▸ **SUPPLIED PASSAGE**:

○ ○ ○

How large is your heaven?
July 29, 2019 at 12:37 p.m.
One of the marks of a Christian heart is the desire for inclusivity, the desire to ultimately be in communion with as many people as possible, to have everyone in heaven with you without demanding that they become just like you to get there. Sadly, we tend to harbor the opposite attitude, though we are slow to admit this.
We all like to think of ourselves as big-hearted, as having wide compassion, and as loving like Jesus did, but too much within both our attitudes and our actions belies this. Our own love, truth, and worship are often unconsciously predicated on making ourselves right by making others wrong. Too often we have an unconscious mantra which says: I can only be good, if someone else is bad.
I can only be right, if someone else is wrong. My dogma can only be true, if someone else’s is false. My religion can only be right, if someone else’s is wrong. My Eucharist can only be valid, if someone else’s is invalid. And I can only be in heaven, if someone else is in hell.

○ ○ ○

(Coordinate annotation entries)
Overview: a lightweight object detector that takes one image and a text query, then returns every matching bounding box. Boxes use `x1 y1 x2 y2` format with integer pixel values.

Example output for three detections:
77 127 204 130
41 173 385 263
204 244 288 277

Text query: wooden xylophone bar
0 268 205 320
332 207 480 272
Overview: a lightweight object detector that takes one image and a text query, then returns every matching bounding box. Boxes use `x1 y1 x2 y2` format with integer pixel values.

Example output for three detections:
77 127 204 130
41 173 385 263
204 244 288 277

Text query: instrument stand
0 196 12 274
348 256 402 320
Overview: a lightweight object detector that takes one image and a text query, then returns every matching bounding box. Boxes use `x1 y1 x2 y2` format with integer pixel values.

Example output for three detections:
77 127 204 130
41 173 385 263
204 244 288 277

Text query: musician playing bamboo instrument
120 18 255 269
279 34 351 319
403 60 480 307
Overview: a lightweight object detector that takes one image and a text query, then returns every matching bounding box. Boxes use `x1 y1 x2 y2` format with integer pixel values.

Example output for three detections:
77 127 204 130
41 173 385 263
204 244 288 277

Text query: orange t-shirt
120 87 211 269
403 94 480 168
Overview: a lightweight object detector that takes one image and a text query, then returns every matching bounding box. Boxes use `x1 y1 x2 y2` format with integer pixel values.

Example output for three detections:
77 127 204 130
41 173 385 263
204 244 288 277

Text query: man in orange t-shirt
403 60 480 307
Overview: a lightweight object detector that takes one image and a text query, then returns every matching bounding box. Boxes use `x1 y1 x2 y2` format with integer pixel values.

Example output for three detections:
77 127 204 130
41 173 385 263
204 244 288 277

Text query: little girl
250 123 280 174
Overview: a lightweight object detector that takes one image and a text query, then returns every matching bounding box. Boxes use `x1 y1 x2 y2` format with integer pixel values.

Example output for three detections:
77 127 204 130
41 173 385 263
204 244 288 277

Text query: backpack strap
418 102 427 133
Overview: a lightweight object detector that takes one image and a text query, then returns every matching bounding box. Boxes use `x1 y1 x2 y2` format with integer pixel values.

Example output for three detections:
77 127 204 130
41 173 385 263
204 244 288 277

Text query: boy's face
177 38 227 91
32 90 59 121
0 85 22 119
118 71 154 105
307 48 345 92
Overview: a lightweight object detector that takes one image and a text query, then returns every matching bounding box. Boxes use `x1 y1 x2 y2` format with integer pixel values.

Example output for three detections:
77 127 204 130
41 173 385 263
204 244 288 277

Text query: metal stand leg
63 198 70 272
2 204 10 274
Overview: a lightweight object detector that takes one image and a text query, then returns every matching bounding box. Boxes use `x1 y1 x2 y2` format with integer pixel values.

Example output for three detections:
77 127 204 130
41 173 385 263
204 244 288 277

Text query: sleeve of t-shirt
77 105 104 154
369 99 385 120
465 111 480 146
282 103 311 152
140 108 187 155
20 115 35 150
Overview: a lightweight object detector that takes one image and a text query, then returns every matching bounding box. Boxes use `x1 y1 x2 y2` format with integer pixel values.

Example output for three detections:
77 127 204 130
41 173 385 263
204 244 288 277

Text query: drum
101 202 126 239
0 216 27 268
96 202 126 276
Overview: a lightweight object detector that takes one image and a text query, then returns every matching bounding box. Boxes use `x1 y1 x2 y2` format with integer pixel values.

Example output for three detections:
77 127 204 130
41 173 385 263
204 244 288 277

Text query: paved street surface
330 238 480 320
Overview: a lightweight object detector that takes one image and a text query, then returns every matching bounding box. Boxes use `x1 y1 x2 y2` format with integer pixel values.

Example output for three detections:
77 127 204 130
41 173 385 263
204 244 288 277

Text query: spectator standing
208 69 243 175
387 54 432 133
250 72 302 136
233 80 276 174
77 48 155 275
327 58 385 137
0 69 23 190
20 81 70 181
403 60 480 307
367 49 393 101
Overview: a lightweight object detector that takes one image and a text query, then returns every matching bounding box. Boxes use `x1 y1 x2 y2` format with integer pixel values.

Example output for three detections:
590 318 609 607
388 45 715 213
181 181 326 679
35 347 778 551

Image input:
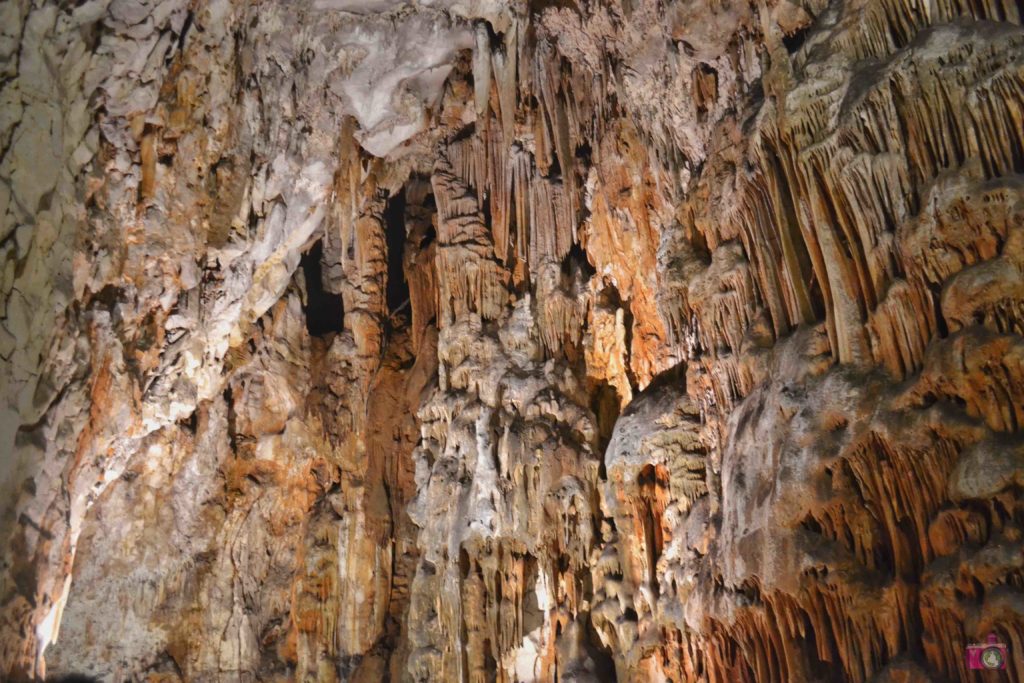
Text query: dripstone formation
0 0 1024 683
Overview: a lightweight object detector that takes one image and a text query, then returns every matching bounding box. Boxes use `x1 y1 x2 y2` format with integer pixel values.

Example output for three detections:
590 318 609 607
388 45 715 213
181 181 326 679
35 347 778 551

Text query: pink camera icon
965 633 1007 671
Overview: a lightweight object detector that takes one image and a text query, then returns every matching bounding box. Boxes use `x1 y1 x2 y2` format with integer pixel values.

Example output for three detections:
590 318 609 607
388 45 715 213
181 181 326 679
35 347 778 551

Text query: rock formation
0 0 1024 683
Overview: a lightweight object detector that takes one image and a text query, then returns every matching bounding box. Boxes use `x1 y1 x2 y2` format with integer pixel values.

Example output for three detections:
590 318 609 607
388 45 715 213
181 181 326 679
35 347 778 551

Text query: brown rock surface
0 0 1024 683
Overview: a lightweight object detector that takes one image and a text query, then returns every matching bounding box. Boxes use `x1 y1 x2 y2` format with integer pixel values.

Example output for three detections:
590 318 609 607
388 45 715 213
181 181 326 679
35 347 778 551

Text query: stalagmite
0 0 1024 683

○ ○ ○

▸ **EXERCISE TASK**: Render this sentence from the essay on heaven in Spanish: "Our own love, truth, and worship are often unconsciously predicated on making ourselves right by making others wrong."

▸ **COMPLETED EXERCISE**: Nuestro propio amor, nuestra verdad y nuestra adoración a menudo se basan inconscientemente en darnos la razón a nosotros mismos haciendo que los demás estén equivocados.